GIVEN PASSAGE Start Marker

The case for code generation

Code generation has a mixed reputation. Nonetheless, the Open Lowcode framework is based on this technology. This post explains its usage, reasons for this choice, and how the biggest drawbacks are mitigated.

Open Lowcode asks the user to define its extended data-model (object model): data objects and the properties attached to them. Then, the framework generates the data objects, and the standard actions and pages for the object. All specific content (pages and actions defined by users) have to implement an abstract class that is also generated. Open Lowcode working in java, all the code generated is java.

After experimenting several years with the technology, it proves very convenient, even if there are also a few traps.

Generated code is, probably, marginally faster than performing complex things at runtime, such as using massively reflection¹. It is certainly massively faster than a scripting language, while hopefully being as convenient to develop in, as it limits the “boiler-plate code” of strongly typed and compiled languages, especially java. Better performance means, for the same service to user, cheaper hardware costs, especially in cloud, and also, less environment impact.

However, where the approach really shines is for incremental updates to the development and issue analysis. Code generation is the first test that a feature works. If the generated code does not compile, it is visible right away, especially if you type strongly ² everything that can. This is true when new features are added to the framework, but also when the object model is changed. The discrepancies in the specific content written by users are immediately visible. In a surprisingly high number of situations, if it compiles, it works.

GIVEN PASSAGE End Marker
DATA Start Marker

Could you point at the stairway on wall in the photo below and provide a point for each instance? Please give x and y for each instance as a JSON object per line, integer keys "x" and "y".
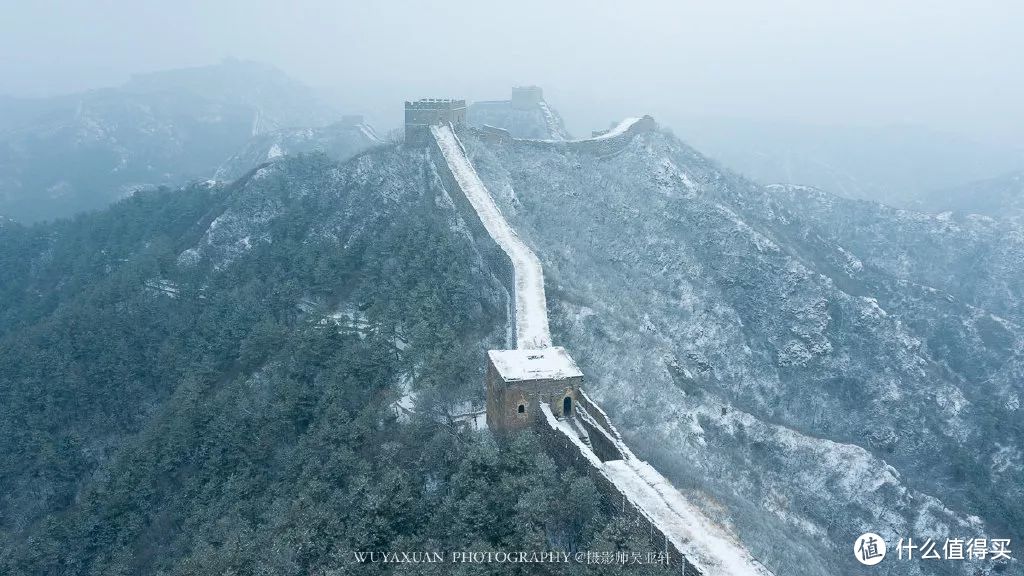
{"x": 705, "y": 543}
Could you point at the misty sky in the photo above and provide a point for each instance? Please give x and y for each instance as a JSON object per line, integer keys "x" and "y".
{"x": 950, "y": 66}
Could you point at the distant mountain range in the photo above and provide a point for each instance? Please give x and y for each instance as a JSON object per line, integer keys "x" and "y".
{"x": 1001, "y": 197}
{"x": 62, "y": 155}
{"x": 898, "y": 165}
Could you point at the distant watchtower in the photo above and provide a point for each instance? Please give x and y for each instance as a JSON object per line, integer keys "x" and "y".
{"x": 526, "y": 97}
{"x": 423, "y": 114}
{"x": 519, "y": 379}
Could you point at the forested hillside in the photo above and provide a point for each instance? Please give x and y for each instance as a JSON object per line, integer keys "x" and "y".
{"x": 201, "y": 381}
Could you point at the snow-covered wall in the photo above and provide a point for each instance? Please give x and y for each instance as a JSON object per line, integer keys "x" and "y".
{"x": 530, "y": 306}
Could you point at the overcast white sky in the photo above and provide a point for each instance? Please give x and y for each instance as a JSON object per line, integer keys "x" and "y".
{"x": 950, "y": 66}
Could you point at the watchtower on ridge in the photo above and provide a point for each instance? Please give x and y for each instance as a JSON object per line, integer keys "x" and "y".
{"x": 518, "y": 380}
{"x": 423, "y": 114}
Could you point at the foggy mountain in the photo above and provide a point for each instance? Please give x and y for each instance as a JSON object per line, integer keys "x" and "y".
{"x": 1001, "y": 197}
{"x": 817, "y": 366}
{"x": 804, "y": 366}
{"x": 897, "y": 165}
{"x": 62, "y": 155}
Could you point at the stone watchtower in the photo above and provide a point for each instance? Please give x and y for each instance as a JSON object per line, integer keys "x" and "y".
{"x": 526, "y": 97}
{"x": 519, "y": 379}
{"x": 423, "y": 114}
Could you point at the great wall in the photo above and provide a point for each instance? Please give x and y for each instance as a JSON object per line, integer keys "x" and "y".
{"x": 538, "y": 385}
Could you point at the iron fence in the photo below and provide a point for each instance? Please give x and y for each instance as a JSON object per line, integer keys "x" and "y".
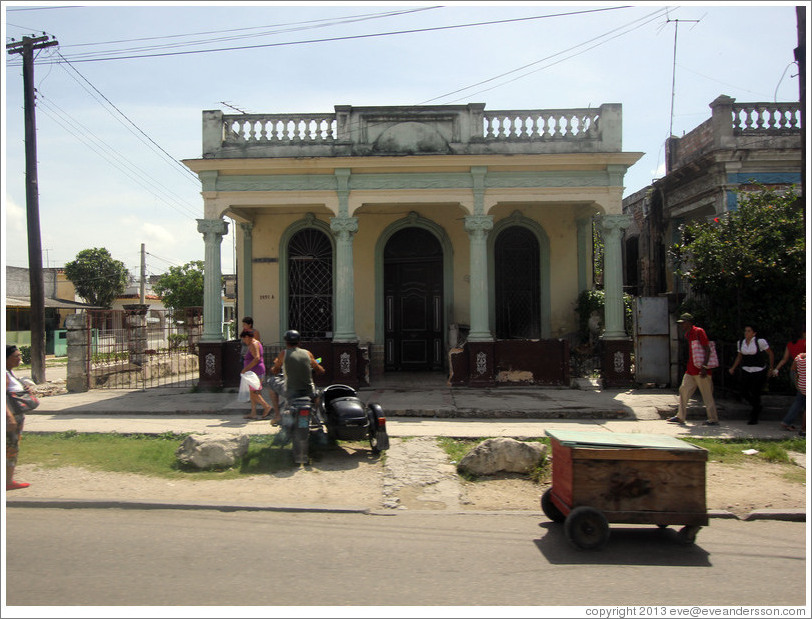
{"x": 143, "y": 348}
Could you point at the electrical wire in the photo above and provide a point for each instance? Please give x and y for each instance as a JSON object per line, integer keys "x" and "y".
{"x": 645, "y": 21}
{"x": 188, "y": 173}
{"x": 111, "y": 156}
{"x": 348, "y": 37}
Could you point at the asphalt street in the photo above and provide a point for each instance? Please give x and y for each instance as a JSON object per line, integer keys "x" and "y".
{"x": 215, "y": 558}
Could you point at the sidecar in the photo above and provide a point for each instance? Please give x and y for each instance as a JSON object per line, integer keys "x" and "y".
{"x": 348, "y": 419}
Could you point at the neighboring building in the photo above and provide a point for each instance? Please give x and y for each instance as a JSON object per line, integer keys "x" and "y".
{"x": 740, "y": 144}
{"x": 390, "y": 232}
{"x": 60, "y": 301}
{"x": 230, "y": 324}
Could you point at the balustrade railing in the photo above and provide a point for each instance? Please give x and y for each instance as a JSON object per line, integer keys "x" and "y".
{"x": 522, "y": 125}
{"x": 283, "y": 128}
{"x": 507, "y": 125}
{"x": 751, "y": 117}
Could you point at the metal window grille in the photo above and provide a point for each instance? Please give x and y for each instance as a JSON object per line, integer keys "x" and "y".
{"x": 518, "y": 299}
{"x": 310, "y": 284}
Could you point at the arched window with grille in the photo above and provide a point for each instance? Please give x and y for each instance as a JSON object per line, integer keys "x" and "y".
{"x": 310, "y": 284}
{"x": 517, "y": 284}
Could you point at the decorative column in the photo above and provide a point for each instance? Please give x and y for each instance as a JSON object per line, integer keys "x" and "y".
{"x": 481, "y": 366}
{"x": 477, "y": 227}
{"x": 344, "y": 228}
{"x": 613, "y": 227}
{"x": 213, "y": 231}
{"x": 616, "y": 345}
{"x": 247, "y": 280}
{"x": 583, "y": 235}
{"x": 210, "y": 346}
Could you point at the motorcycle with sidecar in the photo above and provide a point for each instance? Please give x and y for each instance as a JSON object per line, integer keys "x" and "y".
{"x": 335, "y": 414}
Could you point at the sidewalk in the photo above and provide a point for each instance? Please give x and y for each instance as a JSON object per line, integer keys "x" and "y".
{"x": 423, "y": 408}
{"x": 412, "y": 409}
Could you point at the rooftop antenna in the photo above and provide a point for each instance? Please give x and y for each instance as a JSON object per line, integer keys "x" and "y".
{"x": 674, "y": 66}
{"x": 233, "y": 107}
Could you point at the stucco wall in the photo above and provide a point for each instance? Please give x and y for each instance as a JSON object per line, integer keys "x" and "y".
{"x": 558, "y": 224}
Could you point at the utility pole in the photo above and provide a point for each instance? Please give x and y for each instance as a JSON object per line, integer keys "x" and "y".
{"x": 143, "y": 298}
{"x": 674, "y": 69}
{"x": 800, "y": 58}
{"x": 26, "y": 49}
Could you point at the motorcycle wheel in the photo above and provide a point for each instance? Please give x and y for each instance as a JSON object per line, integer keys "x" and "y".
{"x": 378, "y": 441}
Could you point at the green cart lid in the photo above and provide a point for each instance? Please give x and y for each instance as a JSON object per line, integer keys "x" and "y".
{"x": 572, "y": 438}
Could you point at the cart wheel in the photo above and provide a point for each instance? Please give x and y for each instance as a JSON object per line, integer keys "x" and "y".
{"x": 586, "y": 528}
{"x": 687, "y": 534}
{"x": 549, "y": 508}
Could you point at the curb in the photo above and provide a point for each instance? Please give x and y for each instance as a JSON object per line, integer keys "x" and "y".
{"x": 155, "y": 505}
{"x": 786, "y": 515}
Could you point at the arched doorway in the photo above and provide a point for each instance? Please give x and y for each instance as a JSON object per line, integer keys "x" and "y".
{"x": 517, "y": 285}
{"x": 413, "y": 301}
{"x": 310, "y": 284}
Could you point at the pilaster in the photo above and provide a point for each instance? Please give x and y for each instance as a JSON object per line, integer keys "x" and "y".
{"x": 247, "y": 281}
{"x": 213, "y": 231}
{"x": 613, "y": 227}
{"x": 477, "y": 227}
{"x": 344, "y": 228}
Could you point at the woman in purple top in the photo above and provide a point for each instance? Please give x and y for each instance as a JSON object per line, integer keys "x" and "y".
{"x": 253, "y": 362}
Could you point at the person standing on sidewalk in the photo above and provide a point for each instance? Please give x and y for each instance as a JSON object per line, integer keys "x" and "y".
{"x": 799, "y": 403}
{"x": 793, "y": 349}
{"x": 254, "y": 362}
{"x": 697, "y": 375}
{"x": 752, "y": 351}
{"x": 14, "y": 418}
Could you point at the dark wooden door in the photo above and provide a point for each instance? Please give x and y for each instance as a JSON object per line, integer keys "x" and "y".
{"x": 413, "y": 302}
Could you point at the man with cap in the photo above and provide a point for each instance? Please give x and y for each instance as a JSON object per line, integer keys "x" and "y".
{"x": 697, "y": 375}
{"x": 297, "y": 365}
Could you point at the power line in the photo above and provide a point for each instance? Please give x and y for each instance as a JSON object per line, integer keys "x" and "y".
{"x": 303, "y": 25}
{"x": 647, "y": 19}
{"x": 125, "y": 117}
{"x": 116, "y": 159}
{"x": 348, "y": 37}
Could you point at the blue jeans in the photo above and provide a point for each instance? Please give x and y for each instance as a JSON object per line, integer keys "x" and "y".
{"x": 798, "y": 406}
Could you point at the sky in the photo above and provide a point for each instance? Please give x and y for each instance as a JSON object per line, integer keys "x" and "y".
{"x": 120, "y": 99}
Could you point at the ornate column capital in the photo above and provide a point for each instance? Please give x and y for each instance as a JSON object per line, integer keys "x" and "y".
{"x": 344, "y": 227}
{"x": 247, "y": 229}
{"x": 478, "y": 226}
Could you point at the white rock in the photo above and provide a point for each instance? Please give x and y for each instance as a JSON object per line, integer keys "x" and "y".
{"x": 502, "y": 454}
{"x": 208, "y": 451}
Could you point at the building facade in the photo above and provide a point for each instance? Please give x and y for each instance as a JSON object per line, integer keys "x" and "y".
{"x": 740, "y": 146}
{"x": 403, "y": 236}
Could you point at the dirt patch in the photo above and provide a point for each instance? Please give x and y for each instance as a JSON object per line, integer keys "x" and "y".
{"x": 352, "y": 478}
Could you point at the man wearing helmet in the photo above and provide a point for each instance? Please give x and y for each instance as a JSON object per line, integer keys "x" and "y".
{"x": 298, "y": 365}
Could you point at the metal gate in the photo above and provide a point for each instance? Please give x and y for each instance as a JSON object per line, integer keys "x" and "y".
{"x": 142, "y": 348}
{"x": 652, "y": 353}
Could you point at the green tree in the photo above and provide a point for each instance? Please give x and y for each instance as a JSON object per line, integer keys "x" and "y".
{"x": 97, "y": 277}
{"x": 182, "y": 287}
{"x": 747, "y": 266}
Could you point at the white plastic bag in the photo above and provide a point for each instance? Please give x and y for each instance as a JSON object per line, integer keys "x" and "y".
{"x": 248, "y": 381}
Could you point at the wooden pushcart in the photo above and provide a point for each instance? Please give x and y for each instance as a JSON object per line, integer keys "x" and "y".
{"x": 602, "y": 477}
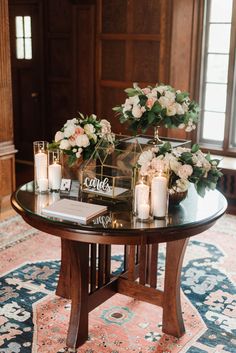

DATA End Marker

## EXERCISE PROMPT
Rewrite everything from "Open Lowcode asks" down to "generated is java." in the code generation post, changing "framework" to "platform". Rely only on the code generation post.

## TASK RESPONSE
Open Lowcode asks the user to define its extended data-model (object model): data objects and the properties attached to them. Then, the platform generates the data objects, and the standard actions and pages for the object. All specific content (pages and actions defined by users) have to implement an abstract class that is also generated. Open Lowcode working in java, all the code generated is java.